[Directive A]
Answer these questions from the Misys article, one line each:
(i) How much was the termination payment included in Mr Martin's pay-off?
(ii) Which two industry rivals are named among the interested parties?
(iii) Which former executives turned out to be behind the private equity approach?

#### Excerpt to read

Ivan Martin, the former head of the Misys banking software division, walked away from the company last year with a near-£1m pay-off and remains eligible to cash in on share options potentially worth millions.

Mr Martin's contract was terminated at the end of last year after a disastrous profits warning at the banking division. According to the software company's annual report, published yesterday, he could be eligible for more than 1 million shares awarded to him under long-term incentive plans if performance targets are met. The company declined to say whether these options would vest if Misys were to be taken over, as is expected.

Misys, which develops software for the financial services and healthcare markets, has opened up its accounts for due diligence to several potential bidders. Interested parties include a management buyout team led by its founder and chief executive Kevin Lomax as well as industry rivals Sungard and Fiserv. The private equity companies Permira and General Atlantic have also expressed an interest.

A Misys spokeswoman said Mr Martin has been paid according to his contractual entitlements. The pay-off comprises more than £200,000 in salary, a termination payment of nearly £318,000 and £100,000 as compensation for the loss of participation in this year's bonus scheme. Other payments include a £150,000 pension contribution, nearly £9,000 in car allowances and an £80,000 payment to cover tax liabilities related to a rented property near the Misys banking unit's headquarters in Wimbledon.

Mr Martin was originally linked with leading a private equity bid, although that speculation cooled after it became clear that former executives John Sussens, Ross Graham and Mike O'Leary were behind the approach.

Before his contract was terminated last year, Mr Martin was at the centre of an investor backlash against a controversial bonus scheme. Under the plan, Mr Martin and Tom Skelton, the head of the company's healthcare division, would have been eligible for bonuses worth £1.2m to keep the two executives within the company. Yet investors rejected the plan and Mr Martin left Misys by mutual consent.

########
#### Provided material

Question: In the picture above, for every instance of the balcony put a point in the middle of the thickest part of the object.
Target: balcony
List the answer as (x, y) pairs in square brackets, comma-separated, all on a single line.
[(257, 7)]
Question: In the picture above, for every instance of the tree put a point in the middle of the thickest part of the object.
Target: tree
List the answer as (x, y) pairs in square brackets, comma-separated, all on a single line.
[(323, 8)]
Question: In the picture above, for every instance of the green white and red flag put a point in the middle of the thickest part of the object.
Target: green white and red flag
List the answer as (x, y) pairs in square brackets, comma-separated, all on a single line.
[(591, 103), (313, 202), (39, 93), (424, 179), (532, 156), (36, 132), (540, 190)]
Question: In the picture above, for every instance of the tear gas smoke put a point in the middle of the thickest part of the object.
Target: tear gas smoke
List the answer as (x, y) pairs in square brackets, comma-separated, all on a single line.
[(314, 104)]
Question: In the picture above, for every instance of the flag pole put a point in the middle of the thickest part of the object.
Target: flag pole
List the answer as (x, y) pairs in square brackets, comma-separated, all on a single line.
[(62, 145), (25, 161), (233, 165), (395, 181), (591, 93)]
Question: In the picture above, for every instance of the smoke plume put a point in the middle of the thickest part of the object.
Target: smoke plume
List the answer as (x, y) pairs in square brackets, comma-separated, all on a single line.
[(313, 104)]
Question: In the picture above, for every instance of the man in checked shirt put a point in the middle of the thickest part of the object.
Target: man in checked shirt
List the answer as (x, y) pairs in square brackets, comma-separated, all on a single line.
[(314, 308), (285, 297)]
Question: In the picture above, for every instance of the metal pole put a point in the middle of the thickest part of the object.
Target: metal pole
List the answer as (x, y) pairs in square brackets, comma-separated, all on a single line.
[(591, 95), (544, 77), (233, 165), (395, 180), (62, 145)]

########

[Directive B] Rescale the rows between the line holding "Question: In the picture above, for every instance of the flag" and the last of the rows, inclusive. Give only these lines again, requests included, with every coordinate in the answers multiplied by 0.2 and rounded to a whole number, halves rounded up.

[Written reply A]
(i) Nearly £318,000
(ii) Sungard and Fiserv
(iii) John Sussens, Ross Graham and Mike O'Leary

[Written reply B]
Question: In the picture above, for every instance of the flag pole put a point in the middle of the thickest part of the object.
Target: flag pole
List the answer as (x, y) pairs in square brackets, comma-separated, all on a single line.
[(12, 29), (5, 32), (47, 33), (79, 36), (118, 19)]
Question: In the picture above, for every instance of the smoke plume put a point in the middle of the thickest part of the object.
Target: smoke plume
List the answer as (x, y) pairs in square brackets, comma-separated, all on a single line.
[(63, 21)]
Question: In the picture above, for every instance of the man in checked shirt put a point in the middle of the thickest part of the object.
Target: man in checked shirt
List the answer as (x, y) pairs in square brackets, comma-separated, all on a single line.
[(63, 62), (57, 59)]
Question: In the picture above, for every instance of the metal pole put a point in the middle of the thickest part of the object.
Target: metal pole
List the answer as (x, y) pairs in square brackets, comma-separated, all on a single line.
[(118, 19), (109, 15), (47, 33), (79, 36), (12, 29)]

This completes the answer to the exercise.